→ **Article**
★ ★ ★ ★ ★

In the way that Chandler laid out Park is a man of honor and the best man in his world but unlike some of the other parts of the essay we come to see the intimate moments of his private life. His private life is such an integral part of who he is that to not see it would be a disservice. Charlie Huston knows how to finish a novel strong and Sleepless is his strongest yet. Its strength lies in how he immerses us in the fabric of his life and the love that’s present in it. When the end finally comes and the fabric of his life is so fundamentally altered it traverses into the realm of tragedy.
One of the things that is interesting is that after an insane publication schedule he doesn’t have anything on the near horizon. After writing and publishing 11 novels in 6 years he is rounding a significant bend. Let’s say that again 11 novels in 6 years. Crime writers are often fond of saying that the way to write a novel is to put your ass in the chair and keep doing it every day no matter what. I’ve seen this writing strategy denigrated by others as reducing art to craft. I call gas face. At the end of the day you side with craft because craft gets the job done. 11 novels in 6 years. That’s pulp baby. Pulp Noir.

★ ★ ★ ★ ★

→ **Extracted information**
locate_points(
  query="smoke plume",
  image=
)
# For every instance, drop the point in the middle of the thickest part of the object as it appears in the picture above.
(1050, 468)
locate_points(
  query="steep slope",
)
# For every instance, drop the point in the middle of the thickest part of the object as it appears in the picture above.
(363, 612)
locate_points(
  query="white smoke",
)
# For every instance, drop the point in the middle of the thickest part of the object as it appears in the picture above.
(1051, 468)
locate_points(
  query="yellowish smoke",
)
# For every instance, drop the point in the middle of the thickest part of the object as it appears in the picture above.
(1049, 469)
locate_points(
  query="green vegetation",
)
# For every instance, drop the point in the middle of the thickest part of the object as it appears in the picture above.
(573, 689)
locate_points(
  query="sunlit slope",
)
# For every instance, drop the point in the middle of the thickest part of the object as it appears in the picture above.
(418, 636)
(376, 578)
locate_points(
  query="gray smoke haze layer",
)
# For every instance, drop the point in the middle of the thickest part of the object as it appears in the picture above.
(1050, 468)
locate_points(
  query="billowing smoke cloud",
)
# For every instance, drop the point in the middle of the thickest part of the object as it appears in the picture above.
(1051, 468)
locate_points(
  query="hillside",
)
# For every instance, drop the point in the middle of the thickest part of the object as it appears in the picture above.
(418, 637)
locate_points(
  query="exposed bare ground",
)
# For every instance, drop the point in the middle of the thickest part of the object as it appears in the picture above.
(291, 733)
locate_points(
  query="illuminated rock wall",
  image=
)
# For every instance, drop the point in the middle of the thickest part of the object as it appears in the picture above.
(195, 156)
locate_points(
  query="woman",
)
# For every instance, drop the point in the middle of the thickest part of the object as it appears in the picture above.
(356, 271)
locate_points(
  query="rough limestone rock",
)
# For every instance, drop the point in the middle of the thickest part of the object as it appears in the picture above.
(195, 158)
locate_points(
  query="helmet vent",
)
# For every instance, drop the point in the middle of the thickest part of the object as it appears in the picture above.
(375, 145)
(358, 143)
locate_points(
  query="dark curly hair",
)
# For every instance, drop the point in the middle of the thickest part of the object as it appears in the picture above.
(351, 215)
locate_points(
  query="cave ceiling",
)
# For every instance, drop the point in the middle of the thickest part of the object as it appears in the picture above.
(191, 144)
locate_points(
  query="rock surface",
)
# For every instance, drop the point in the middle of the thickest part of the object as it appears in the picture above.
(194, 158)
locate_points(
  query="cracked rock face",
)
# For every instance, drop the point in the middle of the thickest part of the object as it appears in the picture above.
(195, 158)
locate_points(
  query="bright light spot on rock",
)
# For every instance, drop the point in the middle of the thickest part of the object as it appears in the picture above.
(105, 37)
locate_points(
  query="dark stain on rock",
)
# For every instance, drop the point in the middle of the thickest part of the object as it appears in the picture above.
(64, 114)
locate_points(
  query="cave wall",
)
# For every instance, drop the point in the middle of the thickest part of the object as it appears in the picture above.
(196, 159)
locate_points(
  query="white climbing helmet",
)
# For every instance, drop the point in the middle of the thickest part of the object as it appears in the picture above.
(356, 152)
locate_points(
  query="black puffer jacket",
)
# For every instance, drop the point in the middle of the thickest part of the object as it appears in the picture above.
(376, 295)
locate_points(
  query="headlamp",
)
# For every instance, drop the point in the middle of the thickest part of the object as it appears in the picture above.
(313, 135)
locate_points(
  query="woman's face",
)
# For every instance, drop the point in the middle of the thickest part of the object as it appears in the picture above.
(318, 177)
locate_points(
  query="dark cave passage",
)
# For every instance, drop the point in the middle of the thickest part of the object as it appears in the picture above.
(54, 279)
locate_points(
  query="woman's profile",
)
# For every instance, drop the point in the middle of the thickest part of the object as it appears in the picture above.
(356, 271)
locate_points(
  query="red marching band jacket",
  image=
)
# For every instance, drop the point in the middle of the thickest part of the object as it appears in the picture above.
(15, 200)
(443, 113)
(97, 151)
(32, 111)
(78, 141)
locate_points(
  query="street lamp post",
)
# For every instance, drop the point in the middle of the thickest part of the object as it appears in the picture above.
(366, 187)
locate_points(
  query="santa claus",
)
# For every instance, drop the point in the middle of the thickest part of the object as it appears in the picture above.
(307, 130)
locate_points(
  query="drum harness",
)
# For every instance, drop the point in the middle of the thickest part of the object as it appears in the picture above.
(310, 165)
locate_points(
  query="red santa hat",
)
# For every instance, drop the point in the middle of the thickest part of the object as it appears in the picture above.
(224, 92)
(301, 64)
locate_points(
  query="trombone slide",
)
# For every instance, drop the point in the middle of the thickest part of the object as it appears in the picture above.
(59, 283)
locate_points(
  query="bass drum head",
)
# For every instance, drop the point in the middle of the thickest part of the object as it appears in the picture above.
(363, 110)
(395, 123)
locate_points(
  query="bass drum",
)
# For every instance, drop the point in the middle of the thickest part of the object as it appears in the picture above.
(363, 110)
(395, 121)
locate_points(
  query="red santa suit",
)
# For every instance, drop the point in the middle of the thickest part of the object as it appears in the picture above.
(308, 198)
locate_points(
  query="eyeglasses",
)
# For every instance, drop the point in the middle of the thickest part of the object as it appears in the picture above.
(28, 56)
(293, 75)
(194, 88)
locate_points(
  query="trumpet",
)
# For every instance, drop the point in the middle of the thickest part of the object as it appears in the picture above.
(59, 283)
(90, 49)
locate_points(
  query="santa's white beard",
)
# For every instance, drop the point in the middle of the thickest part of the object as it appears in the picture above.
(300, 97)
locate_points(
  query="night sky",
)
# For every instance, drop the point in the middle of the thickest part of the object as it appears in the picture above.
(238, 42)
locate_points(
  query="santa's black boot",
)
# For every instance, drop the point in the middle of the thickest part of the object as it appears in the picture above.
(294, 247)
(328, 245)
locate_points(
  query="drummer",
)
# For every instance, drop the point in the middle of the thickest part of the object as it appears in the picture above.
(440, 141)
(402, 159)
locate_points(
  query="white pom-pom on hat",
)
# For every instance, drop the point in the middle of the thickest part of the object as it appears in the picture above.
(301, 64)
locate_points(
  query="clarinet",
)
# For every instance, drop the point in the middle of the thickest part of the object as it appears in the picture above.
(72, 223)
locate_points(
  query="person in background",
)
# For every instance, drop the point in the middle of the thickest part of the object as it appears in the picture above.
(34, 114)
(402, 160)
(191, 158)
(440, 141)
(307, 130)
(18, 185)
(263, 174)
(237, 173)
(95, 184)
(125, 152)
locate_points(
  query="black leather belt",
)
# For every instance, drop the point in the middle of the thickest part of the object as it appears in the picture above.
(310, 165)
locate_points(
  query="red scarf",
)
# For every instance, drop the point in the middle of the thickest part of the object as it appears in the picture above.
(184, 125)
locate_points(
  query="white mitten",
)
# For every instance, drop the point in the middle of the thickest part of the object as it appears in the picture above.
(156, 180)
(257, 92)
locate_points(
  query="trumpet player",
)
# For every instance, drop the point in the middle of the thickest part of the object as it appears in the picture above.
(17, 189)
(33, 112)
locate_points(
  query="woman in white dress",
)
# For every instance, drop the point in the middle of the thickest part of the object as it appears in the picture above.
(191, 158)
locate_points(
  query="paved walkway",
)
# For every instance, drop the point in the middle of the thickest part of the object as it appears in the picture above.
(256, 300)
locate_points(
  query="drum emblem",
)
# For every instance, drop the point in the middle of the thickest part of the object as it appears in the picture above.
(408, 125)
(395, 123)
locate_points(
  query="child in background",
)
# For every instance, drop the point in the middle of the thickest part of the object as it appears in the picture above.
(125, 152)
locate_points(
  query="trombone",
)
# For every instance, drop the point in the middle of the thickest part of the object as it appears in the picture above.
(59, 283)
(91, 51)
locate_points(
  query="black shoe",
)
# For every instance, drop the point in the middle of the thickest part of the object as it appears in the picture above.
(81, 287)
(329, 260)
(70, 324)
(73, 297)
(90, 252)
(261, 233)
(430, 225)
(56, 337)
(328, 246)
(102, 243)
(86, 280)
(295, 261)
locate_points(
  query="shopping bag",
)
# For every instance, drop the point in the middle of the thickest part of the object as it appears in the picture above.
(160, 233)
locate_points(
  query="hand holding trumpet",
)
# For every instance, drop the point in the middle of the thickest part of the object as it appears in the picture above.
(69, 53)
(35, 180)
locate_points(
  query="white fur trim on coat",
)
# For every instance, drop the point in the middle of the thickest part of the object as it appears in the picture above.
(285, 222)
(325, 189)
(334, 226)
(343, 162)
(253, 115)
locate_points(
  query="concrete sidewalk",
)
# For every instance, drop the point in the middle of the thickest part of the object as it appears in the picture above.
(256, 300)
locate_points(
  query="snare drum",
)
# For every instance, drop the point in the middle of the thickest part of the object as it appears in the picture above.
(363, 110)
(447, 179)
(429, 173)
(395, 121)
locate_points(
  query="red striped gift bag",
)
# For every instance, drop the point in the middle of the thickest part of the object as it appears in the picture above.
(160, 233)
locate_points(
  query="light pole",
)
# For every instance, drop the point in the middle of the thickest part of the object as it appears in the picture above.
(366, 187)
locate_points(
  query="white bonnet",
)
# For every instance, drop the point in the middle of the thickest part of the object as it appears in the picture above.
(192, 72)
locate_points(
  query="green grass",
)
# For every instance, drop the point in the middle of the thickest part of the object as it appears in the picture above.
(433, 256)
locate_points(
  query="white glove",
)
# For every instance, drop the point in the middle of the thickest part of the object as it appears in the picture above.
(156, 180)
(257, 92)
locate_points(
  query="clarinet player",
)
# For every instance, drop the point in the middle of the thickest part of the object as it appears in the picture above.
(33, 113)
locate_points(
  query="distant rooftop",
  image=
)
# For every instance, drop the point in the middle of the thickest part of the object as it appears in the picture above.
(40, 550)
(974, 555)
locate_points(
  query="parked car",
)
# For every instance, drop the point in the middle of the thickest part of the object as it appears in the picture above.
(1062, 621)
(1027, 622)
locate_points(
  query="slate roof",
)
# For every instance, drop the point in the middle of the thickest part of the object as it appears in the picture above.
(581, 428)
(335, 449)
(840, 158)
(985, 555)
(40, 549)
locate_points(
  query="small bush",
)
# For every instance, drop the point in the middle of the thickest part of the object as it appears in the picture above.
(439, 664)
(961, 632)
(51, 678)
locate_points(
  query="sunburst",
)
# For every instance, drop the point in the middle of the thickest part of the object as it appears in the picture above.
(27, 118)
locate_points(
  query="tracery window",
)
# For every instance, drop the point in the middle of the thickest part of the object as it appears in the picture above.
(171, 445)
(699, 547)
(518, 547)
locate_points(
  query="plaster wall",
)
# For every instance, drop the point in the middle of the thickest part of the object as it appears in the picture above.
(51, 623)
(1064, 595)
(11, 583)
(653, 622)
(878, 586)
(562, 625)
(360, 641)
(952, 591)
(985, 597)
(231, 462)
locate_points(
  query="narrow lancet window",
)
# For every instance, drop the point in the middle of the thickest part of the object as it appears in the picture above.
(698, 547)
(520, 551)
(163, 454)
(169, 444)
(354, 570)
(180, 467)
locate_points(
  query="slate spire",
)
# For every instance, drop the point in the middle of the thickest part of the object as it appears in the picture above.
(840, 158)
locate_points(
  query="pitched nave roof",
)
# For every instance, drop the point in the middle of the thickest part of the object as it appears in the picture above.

★ ★ ★ ★ ★

→ **The task**
Edit the Charlie Huston piece between "One of the things" and "baby. Pulp Noir.", inclusive, and give that part with "Crime writers" changed to "Mystery authors".

→ **The result**
One of the things that is interesting is that after an insane publication schedule he doesn’t have anything on the near horizon. After writing and publishing 11 novels in 6 years he is rounding a significant bend. Let’s say that again 11 novels in 6 years. Mystery authors are often fond of saying that the way to write a novel is to put your ass in the chair and keep doing it every day no matter what. I’ve seen this writing strategy denigrated by others as reducing art to craft. I call gas face. At the end of the day you side with craft because craft gets the job done. 11 novels in 6 years. That’s pulp baby. Pulp Noir.